*** DOCUMENT SEGMENT

Getting more open datasets

We are building on the success of the BL data release by continuing work on our CUL and IUCr data, and also by getting more datasets. The latest is the Medline dataset; there were some initial issues with properly identifying this dataset, so we have a previous blog post and a link to further information, the Medline DTD and specifications of the PubMed data elements to help.

The Medline dataset

We are very excited to have the Medline dataset; we are currently working on cleaning so that we can provide access to all the non-copyrightable material it contains, which should represent a listing of about 98% of all articles published in PubMed. The Medline dataset comes as a package of approximately 653 XML files, chronologically listing records in terms of the date the record was created. This also means that further updates will be trackable as they will append to the current dataset. We have found that most records contain useful non-copyrightable bibliographic metadata such as author, title, journal, PubMed record ID, and that some contain further metadata such as citations, which we will remove. Once this is done, and we have checked that there are unique IDs (e.g. that the PubMed IDs are unique) we will make the raw CC0 collection available, then attempt to get it into our Bibliographica instance. We will then also be able to generate visualisations on our total dataset, which we hope will be approaching 30 million records by the end of the JISC Open Bibliography project.

Displaying bibliographic records

Whilst Bibliographica allows for display of individual bibliographic records and enables building collections of such records, it does not yet provide a means of neatly displaying lists of bibliographic records. We have partnered with Jim Pitman of Berkeley University to develop his BibServer to fit this requirement, and also to bring further functionality such as search and faceted browse. This also provides further development direction for the output of the project beyond the July end date of the JISC Open Bibliography project.

******
*** EXTRACTED ENTRIES

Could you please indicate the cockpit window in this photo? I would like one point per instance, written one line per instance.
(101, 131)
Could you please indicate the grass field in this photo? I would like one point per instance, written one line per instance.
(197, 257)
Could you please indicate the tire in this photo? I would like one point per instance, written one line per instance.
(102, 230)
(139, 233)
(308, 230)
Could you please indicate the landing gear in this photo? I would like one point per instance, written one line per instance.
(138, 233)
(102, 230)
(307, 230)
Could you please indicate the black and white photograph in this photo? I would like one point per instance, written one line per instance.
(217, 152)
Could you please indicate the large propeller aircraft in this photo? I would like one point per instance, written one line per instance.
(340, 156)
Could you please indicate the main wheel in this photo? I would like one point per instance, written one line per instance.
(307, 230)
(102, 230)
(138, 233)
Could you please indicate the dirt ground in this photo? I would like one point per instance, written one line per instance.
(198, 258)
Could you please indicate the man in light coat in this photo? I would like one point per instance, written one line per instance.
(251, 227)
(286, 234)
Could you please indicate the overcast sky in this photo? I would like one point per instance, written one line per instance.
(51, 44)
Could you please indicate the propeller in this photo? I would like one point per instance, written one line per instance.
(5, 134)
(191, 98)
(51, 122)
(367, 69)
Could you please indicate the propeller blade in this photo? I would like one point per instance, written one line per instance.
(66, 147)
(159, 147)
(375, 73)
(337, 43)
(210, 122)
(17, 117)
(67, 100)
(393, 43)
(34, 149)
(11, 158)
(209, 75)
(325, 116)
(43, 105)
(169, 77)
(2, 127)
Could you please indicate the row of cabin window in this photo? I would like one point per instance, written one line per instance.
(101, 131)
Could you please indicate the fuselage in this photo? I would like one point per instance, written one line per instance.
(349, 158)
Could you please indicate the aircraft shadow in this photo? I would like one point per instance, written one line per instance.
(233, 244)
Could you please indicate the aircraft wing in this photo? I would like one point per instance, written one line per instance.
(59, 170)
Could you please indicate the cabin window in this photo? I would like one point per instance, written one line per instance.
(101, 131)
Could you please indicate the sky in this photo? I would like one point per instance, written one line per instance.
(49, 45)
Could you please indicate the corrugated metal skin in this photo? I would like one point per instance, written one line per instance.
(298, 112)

******

_JOBS_
a – Decide whether each statement below agrees with the post on open datasets, answering yes or no and quoting the deciding words of the post: (i) The Medline dataset comes as a package of roughly 653 XML files. (ii) Citation metadata found in some Medline records will be kept in the released collection. (iii) Bibliographica can already display lists of bibliographic records neatly.
b – Translate this sentence from the post on open datasets into Spanish: "This also means that further updates will be trackable as they will append to the current dataset."
c – Reproduce the passage of the post on open datasets starting at "We are building" and ending at "elements to help.".

_ANSWERS GIVEN_
a –
(i) Yes: "The Medline dataset comes as a package of approximately 653 XML files"
(ii) No: "some contain further metadata such as citations, which we will remove"
(iii) No: "it does not yet provide a means of neatly displaying lists of bibliographic records"

b – Esto también significa que las actualizaciones posteriores se podrán rastrear, ya que se añadirán al conjunto de datos actual.

c –
We are building on the success of the BL data release by continuing work on our CUL and IUCr data, and also by getting more datasets. The latest is the Medline dataset; there were some initial issues with properly identifying this dataset, so we have a previous blog post and a link to further information, the Medline DTD and specifications of the PubMed data elements to help.